(Activity 1) Please reproduce the passage on the Kingsmills Hotel's history word for word, everything from "Our historic hotel" down to "say, is history.".
(Activity 2) Take the account of the Kingsmills Hotel's history further, continuing from its last sentence.

(Text segment)
--------------------------------
Our historic hotel dates all the way back all to the 18th century. With a vivid and colourful past, The Kingmills has always been known for its warm open doors and hospitality. Playing host to philanthropists, soldiers seeking refuge and even the great Rabbie Burns himself.
The Historic Kingsmills Hotel
Taking a peek back to the latter half of the 18th century, our building was home to William Inglis, Provost of Inverness and his family. The Inglis family consequently played a large part in the growth and development of the town itself. Resulting in several monuments and dedications which can be found around Inverness. Then in 1946, the MacLeod family converted the building into a small independent hotel. And the rest, as they say, is history.
HOME OF WILLIAM INGLIS
Connected through the ties of marriage, the Inglis family came into possession of the Kingsmills building in the late 1700s. The family was split between living in Scotland and trading as merchants in the Savannah. And one brother, known as William, chose to stay in Inverness and make the building his home.
--------------------------------
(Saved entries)
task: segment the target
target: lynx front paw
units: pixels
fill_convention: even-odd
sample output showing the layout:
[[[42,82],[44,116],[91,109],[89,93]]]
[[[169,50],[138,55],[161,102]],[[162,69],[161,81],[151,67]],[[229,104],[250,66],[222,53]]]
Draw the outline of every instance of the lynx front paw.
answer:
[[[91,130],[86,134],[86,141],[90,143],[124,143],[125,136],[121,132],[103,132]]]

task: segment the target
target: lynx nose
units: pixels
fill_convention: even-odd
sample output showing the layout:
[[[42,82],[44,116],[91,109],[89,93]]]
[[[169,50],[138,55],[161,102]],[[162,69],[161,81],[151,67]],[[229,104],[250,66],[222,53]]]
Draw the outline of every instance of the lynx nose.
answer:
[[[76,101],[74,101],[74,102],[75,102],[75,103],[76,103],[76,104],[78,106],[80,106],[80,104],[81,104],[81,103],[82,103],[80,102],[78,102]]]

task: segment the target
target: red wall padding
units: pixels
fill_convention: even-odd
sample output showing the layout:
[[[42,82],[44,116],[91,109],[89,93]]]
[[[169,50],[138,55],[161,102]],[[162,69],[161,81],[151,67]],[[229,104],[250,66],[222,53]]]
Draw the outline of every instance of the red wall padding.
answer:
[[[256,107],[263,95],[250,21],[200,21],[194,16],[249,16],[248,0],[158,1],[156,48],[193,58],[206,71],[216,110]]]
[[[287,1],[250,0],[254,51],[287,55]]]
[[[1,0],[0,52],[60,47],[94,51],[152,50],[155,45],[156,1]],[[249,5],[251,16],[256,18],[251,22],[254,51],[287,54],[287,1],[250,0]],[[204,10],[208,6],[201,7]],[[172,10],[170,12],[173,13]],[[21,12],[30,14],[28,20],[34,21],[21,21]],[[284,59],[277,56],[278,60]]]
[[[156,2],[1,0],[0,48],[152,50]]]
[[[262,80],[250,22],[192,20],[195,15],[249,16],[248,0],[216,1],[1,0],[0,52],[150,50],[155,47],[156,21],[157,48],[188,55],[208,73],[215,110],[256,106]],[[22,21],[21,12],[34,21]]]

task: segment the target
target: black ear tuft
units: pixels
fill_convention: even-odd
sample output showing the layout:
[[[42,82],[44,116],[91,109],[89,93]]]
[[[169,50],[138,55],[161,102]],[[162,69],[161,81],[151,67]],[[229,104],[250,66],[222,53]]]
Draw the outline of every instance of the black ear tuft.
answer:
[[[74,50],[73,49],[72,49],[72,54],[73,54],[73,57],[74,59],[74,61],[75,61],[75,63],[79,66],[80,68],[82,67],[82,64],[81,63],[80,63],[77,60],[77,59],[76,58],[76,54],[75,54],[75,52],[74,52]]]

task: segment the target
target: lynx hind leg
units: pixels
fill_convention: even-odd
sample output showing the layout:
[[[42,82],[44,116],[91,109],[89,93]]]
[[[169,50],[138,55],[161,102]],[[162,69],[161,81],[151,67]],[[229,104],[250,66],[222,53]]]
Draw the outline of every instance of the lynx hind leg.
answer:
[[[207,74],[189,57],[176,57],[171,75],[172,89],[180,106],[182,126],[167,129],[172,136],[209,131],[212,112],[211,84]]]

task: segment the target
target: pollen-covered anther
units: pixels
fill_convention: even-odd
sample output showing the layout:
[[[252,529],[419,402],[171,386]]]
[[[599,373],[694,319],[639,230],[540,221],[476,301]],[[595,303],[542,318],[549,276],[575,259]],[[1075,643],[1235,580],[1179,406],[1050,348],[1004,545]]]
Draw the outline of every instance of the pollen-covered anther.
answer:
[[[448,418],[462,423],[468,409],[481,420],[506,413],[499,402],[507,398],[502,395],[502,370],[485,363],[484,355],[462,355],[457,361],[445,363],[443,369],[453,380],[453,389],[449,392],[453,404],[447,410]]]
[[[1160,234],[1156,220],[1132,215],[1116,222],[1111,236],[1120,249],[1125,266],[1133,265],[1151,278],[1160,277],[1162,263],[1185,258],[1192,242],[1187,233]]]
--------------------------------
(Task output 1)
Our historic hotel dates all the way back all to the 18th century. With a vivid and colourful past, The Kingmills has always been known for its warm open doors and hospitality. Playing host to philanthropists, soldiers seeking refuge and even the great Rabbie Burns himself.
The Historic Kingsmills Hotel
Taking a peek back to the latter half of the 18th century, our building was home to William Inglis, Provost of Inverness and his family. The Inglis family consequently played a large part in the growth and development of the town itself. Resulting in several monuments and dedications which can be found around Inverness. Then in 1946, the MacLeod family converted the building into a small independent hotel. And the rest, as they say, is history.

(Task output 2)
William, following in the steps of his father, joined the town council. With a focus on creating and developing new roads, which would prove essential to the growth of traders and town business. His time within the council also saw the construction of the ornate Steeple on Bridge Street. As well as creation of the Royal Northern Infirmary. Truly devoted to the needs of the people, William spent much time dedicated to developing schemes and relief for the poorer classes, as well and expanding trade services through sea travel.
A VISIT FROM ROBERT BURNS
Needless to say, William’s reputation preceded him. And on the 4th September 1787, Robert Burns, of notable fame, came to supper with him at the Kingsmills building, along with colleague William Dunbar. Most unusually, there is no recollection of local press articles to the arrival of the celebrity. However, there is evidence of correspondence between Burns and Inglis, expressing Burns’ compliments for the hospitality offered.
A philanthropist to the core, Inglis continued to work for the people until he retired in 1800. Sadly, his retirement was abruptly cut short, as he suddenly passed away four months later at the age of 54.
Numerous echoes of his much-adored presence remain to this day, including the now pedestrianized Inglis Street, dedicated in his honour in 1792, as well as the life-size portrait interpretation of William, currently on show in the town hall.
HOSPITALITY AT THE KINGSMILLS HOTEL
The Kingsmills is a part of Inverness’s rich history. And regardless of the company kept within its walls, hospitality and friendship has long been extended as a reoccurring value and continues to be to this day. One particular Jacobite solider is quoted to have said upon fleeing from the devastating battle of Culloden (1746), that he sought refuge in Kingsmills – for knowing he would be among friends. With friends, he was.